» EXTRAIT PROPOSÉ:

□ □ □ □ □

PREMIERE INTERPRETATION DE L’EFFET DIRECT HORIZONTAL DU DROIT A L’INFORMATION ET A LA CONSULTATION DES TRAVAILLEURS GARANTI DANS LA CHARTE DES DROITS FONDAMENTAUX DE L’UNION EUROPEENNE

Author

Arrêt de la Cour de justice de l’Union européenne (Grande chambre), 15 janvier 2014

dans l’affaire C-176/12, Association de médiation sociale contre Union locale des syndicats CGT

 

Mihaela Ilieva[1]

 

L’arrêt rendu le 15 janvier 2014 par la Cour de justice de l’Union européenne (CJUE) dans l’affaire Association de médiation sociale contre Union locale des syndicats CGT (ci-après « AMS ») apporte des précisions importantes concernant l’effet direct et l’invocabilité de la Charte des droits fondamentaux de l’Union européenne. En effet, l’affaire présente la première occasion pour la Cour de justice d’interpréter le droit à l’information et à la consultation des travailleurs garanti dans l’article 27 de la  Charte des droits fondamentaux de l’Union, et plus précisément, son invocabilité dans les relations entre personnes privées.

En l’espèce, l’objet du contentieux était la détermination des seuils de représentation du personnel dans les entreprises en France. L’article L. 1111-3 du Code du travail français transpose la directive n° 2002/14, établissant un cadre général relatif à l’information et à la consultation des travailleurs. Cette directive fixe des exigences minimales, en prévoyant l’élection ou la désignation des délégués du personnel, à partir d’un seul d’effectifs de l’entreprise. En transposant la directive, la loi française a exclu certaines catégories de salariés. En l’espèce, l’Association de médiation sociale (AMS) conteste la décision de l’Union départementale de la CGT, désignant un représentant syndical. Selon l’AMS, en raison des exclusions prévues par l’article L. 1111-3 du Code du travail, son effectif est inférieur au seuil minimal fixé afin de désigner un représentant du personnel. De leur côté, les associations syndicales et le représentant désigné ont soutenu que la loi française était contraire au droit de l’Union. Après une longue procédure devant les juridictions nationales, la Cour de cassation a été saisie de la question. La haute juridiction a décidé de sursoir à statuer et a interrogé la Cour de justice sur la question de savoir si l’article 27 de la Charte peut être invoqué dans un litige entre particuliers pour écarter la mesure nationale de transposition contraire au droit de l’Union.

□ □ □ □ □

Poursuivez le commentaire sur l'arrêt AMS à la suite de sa dernière phrase.

» DONNÉES FOURNIES:
□ □ □ □ □

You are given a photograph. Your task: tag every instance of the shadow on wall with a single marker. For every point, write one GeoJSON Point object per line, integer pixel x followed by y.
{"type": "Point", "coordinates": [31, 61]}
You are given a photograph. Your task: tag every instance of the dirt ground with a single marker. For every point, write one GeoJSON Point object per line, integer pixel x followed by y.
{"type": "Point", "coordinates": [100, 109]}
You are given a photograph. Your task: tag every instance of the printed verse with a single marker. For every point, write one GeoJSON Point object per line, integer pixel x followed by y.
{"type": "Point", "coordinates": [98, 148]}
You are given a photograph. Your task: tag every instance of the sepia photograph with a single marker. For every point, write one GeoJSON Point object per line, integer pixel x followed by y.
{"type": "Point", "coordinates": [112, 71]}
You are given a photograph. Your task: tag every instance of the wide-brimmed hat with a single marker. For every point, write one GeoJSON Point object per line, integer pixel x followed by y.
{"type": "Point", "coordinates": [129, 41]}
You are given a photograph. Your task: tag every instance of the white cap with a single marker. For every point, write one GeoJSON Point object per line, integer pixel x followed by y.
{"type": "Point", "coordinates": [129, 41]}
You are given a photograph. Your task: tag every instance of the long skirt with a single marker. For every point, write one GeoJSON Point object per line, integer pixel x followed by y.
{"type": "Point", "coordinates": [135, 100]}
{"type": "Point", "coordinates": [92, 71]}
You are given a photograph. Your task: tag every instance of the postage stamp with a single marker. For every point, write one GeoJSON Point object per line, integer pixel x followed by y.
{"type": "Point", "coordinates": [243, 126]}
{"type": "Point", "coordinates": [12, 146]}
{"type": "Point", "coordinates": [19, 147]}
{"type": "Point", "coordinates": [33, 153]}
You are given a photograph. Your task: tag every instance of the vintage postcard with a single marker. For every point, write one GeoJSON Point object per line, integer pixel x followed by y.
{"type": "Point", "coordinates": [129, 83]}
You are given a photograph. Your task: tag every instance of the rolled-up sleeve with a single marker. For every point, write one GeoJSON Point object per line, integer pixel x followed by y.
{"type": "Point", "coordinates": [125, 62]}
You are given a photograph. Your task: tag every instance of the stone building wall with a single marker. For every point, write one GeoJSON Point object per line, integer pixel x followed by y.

□ □ □ □ □

» RÉPONSE ATTENDUE:
D’abord, la Cour examine la compatibilité de la norme nationale avec la directive n° 2002/14, et constate facilement que l’exclusion de certaines catégories de personnes ne peut que priver les travailleurs des droits qui leur sont conférés. Conformément à sa jurisprudence bien établie, la Cour analyse, ensuite, l’invocabilité de la directive dans un litige entre particuliers en contrôlant si ses dispositions sont suffisamment claires, précises et inconditionnelles. Même si la Cour relève que tel est le cas en l’espèce, elle refuse d’accepter son effet direct horizontal. Elle évince également la possibilité d’interprétation conforme du droit national à l’égard de la directive en raison de la limite suivante –  en vue des dispositions de l’article L.1111-3 du Code du travail, la juridiction nationale serait face à une situation d’interprétation contra legem.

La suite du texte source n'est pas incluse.